Supplied records:
#####

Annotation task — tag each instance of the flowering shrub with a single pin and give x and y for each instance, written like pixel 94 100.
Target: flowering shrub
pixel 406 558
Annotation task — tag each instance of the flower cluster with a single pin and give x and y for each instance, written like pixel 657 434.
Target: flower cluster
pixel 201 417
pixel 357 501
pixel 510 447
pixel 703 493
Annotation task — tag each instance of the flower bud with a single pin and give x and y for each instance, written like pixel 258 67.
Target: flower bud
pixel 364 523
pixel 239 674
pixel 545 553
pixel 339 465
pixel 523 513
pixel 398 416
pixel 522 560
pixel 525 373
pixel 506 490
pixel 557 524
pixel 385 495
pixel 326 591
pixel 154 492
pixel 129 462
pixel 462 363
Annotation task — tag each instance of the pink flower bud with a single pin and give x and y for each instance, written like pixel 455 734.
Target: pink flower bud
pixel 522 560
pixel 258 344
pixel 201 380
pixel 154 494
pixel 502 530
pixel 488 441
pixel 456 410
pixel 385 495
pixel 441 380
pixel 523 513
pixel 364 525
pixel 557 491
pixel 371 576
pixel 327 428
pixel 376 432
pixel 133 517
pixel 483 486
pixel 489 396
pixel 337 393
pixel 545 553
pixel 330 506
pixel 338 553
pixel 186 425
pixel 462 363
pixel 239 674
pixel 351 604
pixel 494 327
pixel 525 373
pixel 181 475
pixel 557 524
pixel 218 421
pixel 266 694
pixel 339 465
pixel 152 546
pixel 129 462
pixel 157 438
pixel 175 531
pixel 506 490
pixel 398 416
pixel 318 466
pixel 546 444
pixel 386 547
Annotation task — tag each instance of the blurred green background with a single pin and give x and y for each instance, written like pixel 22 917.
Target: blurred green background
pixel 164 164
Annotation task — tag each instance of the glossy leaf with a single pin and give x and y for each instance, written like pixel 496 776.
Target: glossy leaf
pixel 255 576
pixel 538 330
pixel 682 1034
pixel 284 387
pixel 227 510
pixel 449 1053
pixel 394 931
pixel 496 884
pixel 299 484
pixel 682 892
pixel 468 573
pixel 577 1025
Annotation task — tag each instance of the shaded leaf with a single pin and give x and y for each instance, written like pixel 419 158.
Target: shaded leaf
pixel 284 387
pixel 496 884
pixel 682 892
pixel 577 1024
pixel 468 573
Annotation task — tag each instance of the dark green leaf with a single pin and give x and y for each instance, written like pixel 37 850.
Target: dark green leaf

#####

Do this:
Reproduce the items above, swapping every "single pin" for "single marker" and leaving everything else unchanged.

Completed exercise:
Annotation task — tag each instance of the flowering shrub with a single marker and give x and y for each instance, written like pixel 94 100.
Target: flowering shrub
pixel 406 558
Annotation task — tag each instance of the flower cluster with a single marker and give x and y for each instance, written like pixel 657 434.
Target: flower cluster
pixel 201 417
pixel 357 501
pixel 510 447
pixel 703 493
Annotation task — tag each instance of the flower bud with a single marker and give x and y for each instance, written like pixel 258 67.
Target: flower bud
pixel 364 523
pixel 239 674
pixel 545 553
pixel 339 465
pixel 523 513
pixel 398 416
pixel 522 560
pixel 525 373
pixel 506 490
pixel 557 524
pixel 385 495
pixel 326 591
pixel 154 492
pixel 129 462
pixel 462 363
Annotation task — tag each instance of the pink flower bud with a single marker and give x and y for each instance, written like pixel 455 734.
Target: pink flower bud
pixel 522 560
pixel 258 344
pixel 201 380
pixel 154 494
pixel 502 530
pixel 488 441
pixel 456 410
pixel 385 495
pixel 441 380
pixel 523 513
pixel 364 525
pixel 557 491
pixel 371 576
pixel 327 428
pixel 376 432
pixel 133 517
pixel 483 486
pixel 489 396
pixel 337 393
pixel 545 553
pixel 330 506
pixel 338 553
pixel 186 425
pixel 462 363
pixel 239 674
pixel 351 604
pixel 494 327
pixel 525 373
pixel 181 475
pixel 557 524
pixel 218 421
pixel 266 694
pixel 339 465
pixel 152 546
pixel 129 462
pixel 157 438
pixel 175 531
pixel 506 490
pixel 398 416
pixel 318 466
pixel 546 444
pixel 386 547
Annotation task — tag each instance of the blurred green background with a single marker and give x and y for each instance, written like pixel 22 917.
Target: blurred green background
pixel 164 164
Annotation task — tag each instance of the glossy leaf with a single marker and give x and y for each instance, written like pixel 496 776.
Target: glossy leaf
pixel 255 576
pixel 538 330
pixel 682 1034
pixel 284 387
pixel 227 510
pixel 449 1053
pixel 394 931
pixel 496 884
pixel 299 484
pixel 682 892
pixel 468 573
pixel 577 1025
Annotation task — tag each instance of the shaded leaf with a single marker and give x and y for each instance, written like pixel 419 158.
Target: shaded leaf
pixel 284 387
pixel 496 884
pixel 682 892
pixel 577 1024
pixel 468 573
Annotation task — tag each instance of the dark green leaf with a single marker and give x and y for each instance, written like pixel 37 850.
Target: dark green leaf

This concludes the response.